How to create dummy pandas DataFrames for testing

When working with Pandas in Python, constantly we need some DataFrames for different purposes, such as testing Python code to check errors and benchmarking code performance.

Here I will explain how to create dummy pandas DataFrames with the help of AI. At the end, I will put the code for generating different data type columns together so we can use it everywhere to create DataFrames when needed.

DataFrame column data types

The data types commonly used in a DataFrame are string, datetime, integer, and float. All other data types can be converted from these types. For example we can easily convert the integer type to bool and convert the string type to categorical.

We will use AI to help us generate the draft code for each of the data types and then test and modify the code to ensure it works as expected. The prompts and the replies will not be included here. You should always try it yourself if interested.

Creating a string list

To create a list of strings with random lengths, we should be able to control the number of strings and the minimum and maximum string lengths. We should also be able to restrict the character set from which the strings are created.

To create a random string, we can first generate a random integer to represent the string length and then randomly select characters from the provided character set.

characters = string.ascii_letters + string.digits
string_length = random.randint(min_length, max_length)
random_string = ''.join(random.choices(characters, k=string_length))

We can then use a list comprehension or a for loop to create a list of random strings. An alternative way is using numpy for generating random numbers and selecting the characters.

- _Data block_
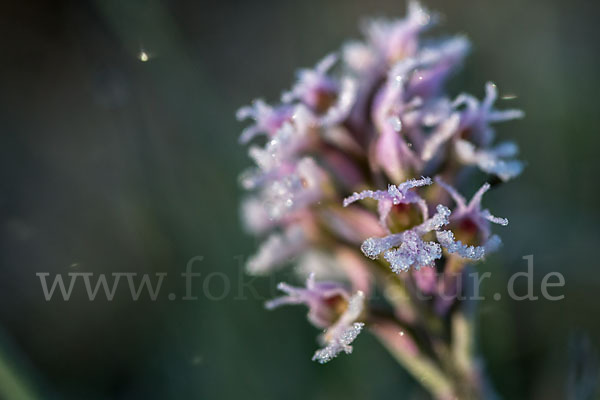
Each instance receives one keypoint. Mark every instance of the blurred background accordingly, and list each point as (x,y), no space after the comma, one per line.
(111,161)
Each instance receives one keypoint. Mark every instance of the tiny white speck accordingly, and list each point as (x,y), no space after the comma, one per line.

- _Your objective_
Answer these questions about the article on dummy DataFrames:
1. Which four data types does it name as commonly used in a DataFrame?
2. To create a random string, what is generated first?
3. Which library does it mention as an alternative for generating random numbers and selecting characters?
The lines have no connection to the article on dummy DataFrames.

- _Reply to the task_
1. String, datetime, integer, and float.
2. A random integer that represents the string length.
3. Numpy.